▸ What you are asked to do: What is the number of lines in the data below that contain "wooden"? Reply with the number only.

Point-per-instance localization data
↓

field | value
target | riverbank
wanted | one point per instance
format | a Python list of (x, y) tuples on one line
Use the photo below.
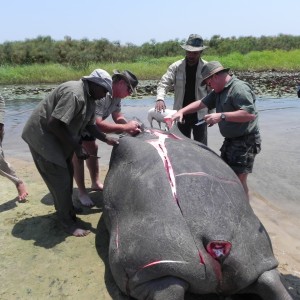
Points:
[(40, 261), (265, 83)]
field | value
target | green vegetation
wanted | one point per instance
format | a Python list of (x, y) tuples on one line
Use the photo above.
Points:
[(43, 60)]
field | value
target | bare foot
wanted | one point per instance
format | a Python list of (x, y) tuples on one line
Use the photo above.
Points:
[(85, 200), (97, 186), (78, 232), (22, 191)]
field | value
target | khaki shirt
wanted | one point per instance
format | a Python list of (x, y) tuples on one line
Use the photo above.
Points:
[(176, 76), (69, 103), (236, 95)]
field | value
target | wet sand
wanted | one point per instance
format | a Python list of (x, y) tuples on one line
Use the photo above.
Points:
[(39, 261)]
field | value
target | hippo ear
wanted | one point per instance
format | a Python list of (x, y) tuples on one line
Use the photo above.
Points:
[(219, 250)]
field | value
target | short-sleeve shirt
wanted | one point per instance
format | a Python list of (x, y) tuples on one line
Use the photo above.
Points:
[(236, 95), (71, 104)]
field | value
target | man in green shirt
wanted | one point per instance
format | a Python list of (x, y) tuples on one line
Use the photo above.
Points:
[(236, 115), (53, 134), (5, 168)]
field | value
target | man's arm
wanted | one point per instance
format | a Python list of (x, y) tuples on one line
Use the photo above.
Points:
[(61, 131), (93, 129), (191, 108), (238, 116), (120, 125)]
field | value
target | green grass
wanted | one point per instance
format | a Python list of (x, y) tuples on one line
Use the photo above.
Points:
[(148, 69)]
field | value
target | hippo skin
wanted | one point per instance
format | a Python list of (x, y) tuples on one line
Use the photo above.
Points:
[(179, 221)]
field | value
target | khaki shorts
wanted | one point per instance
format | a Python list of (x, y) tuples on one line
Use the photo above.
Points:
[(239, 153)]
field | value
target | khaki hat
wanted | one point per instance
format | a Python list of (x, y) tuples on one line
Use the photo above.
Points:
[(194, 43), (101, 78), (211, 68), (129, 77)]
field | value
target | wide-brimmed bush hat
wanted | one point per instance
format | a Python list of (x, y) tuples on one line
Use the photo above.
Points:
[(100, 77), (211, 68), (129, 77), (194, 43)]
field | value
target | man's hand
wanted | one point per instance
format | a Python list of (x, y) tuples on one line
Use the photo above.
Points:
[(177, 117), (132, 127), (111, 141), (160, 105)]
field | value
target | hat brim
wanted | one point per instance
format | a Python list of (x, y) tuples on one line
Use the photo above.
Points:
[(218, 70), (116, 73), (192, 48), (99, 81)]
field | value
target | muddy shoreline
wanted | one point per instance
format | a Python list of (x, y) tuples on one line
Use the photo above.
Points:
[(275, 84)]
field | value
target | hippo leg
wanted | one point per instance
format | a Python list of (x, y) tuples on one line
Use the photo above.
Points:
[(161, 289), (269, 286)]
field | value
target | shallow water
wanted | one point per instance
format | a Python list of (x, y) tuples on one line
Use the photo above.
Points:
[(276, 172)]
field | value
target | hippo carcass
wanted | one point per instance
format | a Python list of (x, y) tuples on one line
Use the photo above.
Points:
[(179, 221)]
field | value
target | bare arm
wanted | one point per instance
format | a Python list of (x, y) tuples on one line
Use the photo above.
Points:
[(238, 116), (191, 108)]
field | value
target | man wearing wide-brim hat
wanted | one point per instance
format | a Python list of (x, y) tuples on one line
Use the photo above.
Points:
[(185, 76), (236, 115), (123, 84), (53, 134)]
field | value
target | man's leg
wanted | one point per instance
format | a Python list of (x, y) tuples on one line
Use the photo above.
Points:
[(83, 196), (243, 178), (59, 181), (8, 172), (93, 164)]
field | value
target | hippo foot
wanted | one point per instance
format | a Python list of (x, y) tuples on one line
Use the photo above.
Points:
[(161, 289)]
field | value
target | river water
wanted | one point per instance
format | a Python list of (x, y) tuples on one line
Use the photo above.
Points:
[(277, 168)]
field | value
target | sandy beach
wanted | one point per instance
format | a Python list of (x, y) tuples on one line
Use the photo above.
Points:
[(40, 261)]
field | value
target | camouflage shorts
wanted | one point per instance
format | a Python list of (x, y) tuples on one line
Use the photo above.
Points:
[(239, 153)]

↑
↓

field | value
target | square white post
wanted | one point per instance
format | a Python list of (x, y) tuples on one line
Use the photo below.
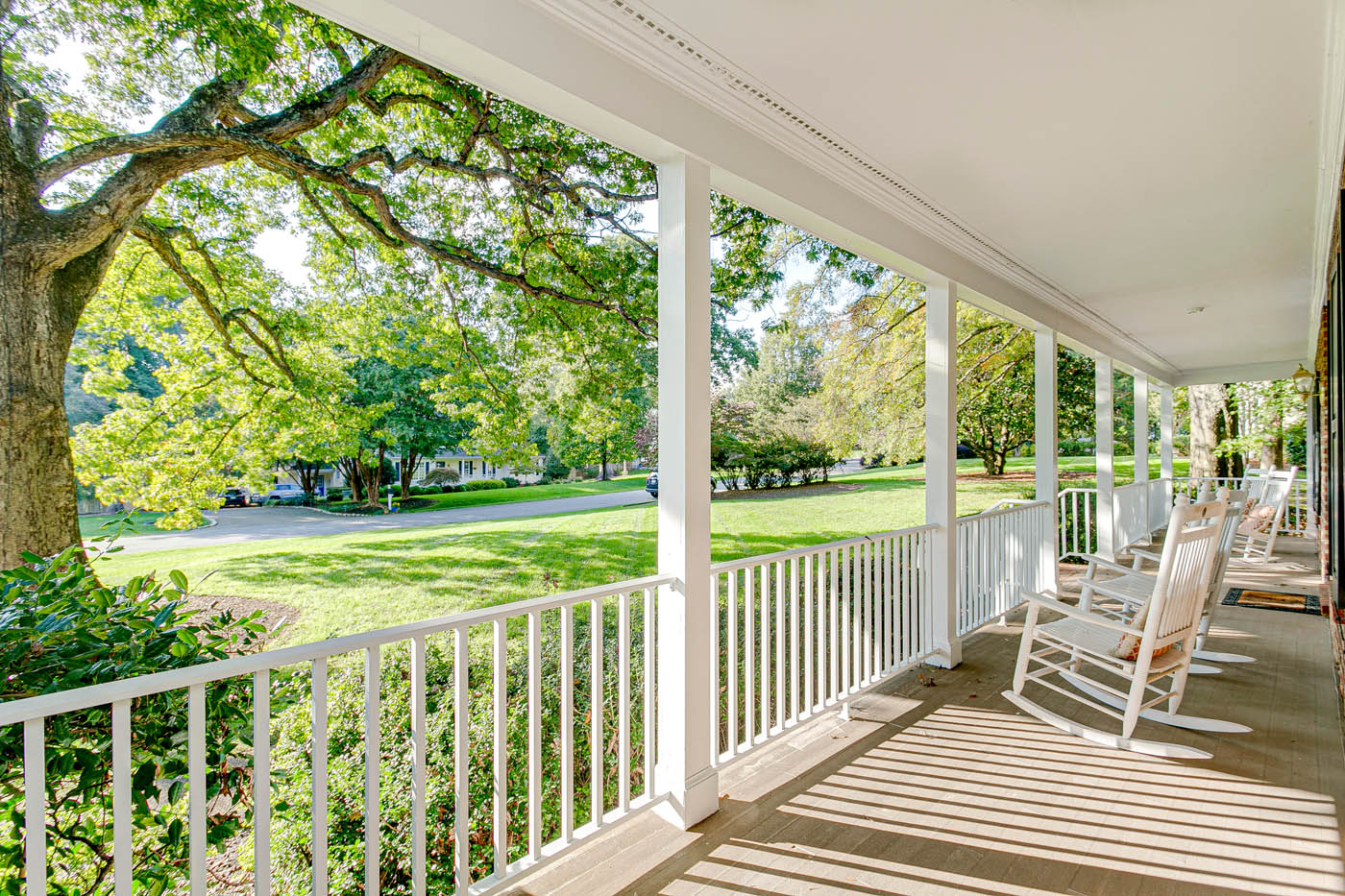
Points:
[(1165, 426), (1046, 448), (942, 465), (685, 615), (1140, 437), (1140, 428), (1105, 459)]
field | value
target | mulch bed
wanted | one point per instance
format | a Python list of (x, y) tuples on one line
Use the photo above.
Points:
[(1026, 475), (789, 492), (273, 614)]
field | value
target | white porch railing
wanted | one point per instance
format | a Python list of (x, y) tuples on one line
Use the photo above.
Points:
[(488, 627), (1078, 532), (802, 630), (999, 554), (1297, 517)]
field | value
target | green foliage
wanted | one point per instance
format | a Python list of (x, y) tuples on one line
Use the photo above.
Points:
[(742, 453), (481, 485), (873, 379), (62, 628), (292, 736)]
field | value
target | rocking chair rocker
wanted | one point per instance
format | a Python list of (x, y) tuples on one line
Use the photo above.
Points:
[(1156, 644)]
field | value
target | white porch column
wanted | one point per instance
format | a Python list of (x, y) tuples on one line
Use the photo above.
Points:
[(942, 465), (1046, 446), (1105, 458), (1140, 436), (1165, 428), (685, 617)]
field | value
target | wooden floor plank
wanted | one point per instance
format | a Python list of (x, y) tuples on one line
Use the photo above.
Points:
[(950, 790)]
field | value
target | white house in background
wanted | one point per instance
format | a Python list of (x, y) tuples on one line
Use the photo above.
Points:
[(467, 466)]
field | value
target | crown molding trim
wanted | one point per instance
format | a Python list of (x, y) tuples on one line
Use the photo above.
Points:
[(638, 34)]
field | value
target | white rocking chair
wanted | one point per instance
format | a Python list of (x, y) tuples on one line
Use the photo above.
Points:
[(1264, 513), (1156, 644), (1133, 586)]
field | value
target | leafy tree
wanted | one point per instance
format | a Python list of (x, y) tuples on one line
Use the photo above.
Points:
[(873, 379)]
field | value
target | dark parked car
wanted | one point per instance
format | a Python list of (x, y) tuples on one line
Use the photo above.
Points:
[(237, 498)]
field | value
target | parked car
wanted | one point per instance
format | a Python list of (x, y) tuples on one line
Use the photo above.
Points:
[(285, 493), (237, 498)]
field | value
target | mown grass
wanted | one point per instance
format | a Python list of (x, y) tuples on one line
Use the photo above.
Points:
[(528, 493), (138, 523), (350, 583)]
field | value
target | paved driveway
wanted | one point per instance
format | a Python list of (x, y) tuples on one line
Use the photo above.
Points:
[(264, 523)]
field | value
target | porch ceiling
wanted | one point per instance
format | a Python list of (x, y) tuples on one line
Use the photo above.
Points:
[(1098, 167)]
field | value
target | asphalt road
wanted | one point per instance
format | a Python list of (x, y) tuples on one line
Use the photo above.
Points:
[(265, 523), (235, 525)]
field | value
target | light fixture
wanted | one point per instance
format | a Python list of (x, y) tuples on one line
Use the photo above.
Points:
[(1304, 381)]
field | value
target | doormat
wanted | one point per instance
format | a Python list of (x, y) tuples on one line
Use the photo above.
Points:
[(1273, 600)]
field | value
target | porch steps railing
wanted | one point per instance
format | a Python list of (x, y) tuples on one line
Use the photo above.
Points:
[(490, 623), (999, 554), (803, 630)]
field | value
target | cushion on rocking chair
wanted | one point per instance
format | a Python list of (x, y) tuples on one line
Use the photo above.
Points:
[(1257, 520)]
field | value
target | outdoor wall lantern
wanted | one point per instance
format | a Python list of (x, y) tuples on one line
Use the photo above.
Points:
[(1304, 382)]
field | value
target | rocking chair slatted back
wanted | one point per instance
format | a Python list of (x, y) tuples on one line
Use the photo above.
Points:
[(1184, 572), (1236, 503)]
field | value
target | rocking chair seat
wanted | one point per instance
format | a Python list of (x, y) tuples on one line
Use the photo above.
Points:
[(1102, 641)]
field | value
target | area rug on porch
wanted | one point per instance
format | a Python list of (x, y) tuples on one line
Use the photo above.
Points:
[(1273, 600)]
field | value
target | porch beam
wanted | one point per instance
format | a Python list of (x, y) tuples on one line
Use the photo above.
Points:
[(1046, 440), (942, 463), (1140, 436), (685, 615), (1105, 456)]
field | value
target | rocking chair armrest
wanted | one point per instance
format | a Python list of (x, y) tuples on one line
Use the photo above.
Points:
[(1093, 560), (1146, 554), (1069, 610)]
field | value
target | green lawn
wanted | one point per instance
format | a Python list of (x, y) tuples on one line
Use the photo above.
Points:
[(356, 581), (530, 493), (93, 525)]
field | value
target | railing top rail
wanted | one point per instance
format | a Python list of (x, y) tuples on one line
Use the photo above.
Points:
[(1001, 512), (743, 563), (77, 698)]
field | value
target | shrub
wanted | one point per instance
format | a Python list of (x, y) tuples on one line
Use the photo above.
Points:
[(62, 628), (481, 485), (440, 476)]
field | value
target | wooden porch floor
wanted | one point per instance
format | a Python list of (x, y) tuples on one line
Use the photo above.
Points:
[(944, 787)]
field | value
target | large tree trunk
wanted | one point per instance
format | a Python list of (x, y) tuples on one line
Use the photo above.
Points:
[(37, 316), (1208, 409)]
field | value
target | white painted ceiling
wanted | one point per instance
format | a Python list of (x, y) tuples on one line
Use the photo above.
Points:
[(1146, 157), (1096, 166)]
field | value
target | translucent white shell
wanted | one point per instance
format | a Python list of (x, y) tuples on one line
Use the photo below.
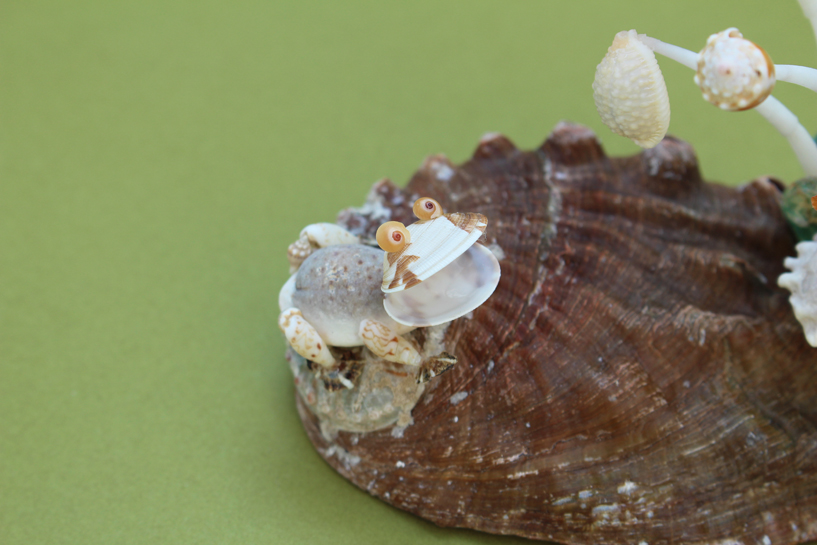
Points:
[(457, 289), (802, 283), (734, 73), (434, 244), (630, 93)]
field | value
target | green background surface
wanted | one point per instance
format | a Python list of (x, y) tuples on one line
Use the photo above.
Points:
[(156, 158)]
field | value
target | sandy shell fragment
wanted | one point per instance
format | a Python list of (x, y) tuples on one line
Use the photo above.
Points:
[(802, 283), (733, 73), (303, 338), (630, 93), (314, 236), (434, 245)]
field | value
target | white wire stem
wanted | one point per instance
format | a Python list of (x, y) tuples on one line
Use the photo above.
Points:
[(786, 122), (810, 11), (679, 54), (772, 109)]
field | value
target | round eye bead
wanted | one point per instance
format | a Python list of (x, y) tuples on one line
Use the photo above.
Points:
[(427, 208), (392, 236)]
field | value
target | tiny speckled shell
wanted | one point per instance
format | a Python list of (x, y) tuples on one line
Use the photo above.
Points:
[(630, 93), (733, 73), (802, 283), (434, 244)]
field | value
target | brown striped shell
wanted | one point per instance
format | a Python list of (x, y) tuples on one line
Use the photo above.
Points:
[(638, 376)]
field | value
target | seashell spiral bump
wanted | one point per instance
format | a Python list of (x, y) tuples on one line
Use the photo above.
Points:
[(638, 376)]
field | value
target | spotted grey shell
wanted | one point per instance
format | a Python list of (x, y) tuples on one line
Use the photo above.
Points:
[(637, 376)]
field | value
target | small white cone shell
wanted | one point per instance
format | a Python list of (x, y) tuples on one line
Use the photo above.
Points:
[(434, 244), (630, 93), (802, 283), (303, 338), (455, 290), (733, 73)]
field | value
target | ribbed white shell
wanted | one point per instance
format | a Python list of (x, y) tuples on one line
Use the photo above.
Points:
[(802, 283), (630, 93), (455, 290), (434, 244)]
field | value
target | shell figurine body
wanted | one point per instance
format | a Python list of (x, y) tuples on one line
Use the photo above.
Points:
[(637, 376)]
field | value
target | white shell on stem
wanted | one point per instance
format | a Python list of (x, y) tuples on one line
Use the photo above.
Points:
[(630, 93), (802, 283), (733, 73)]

↑

▸ Output below: 2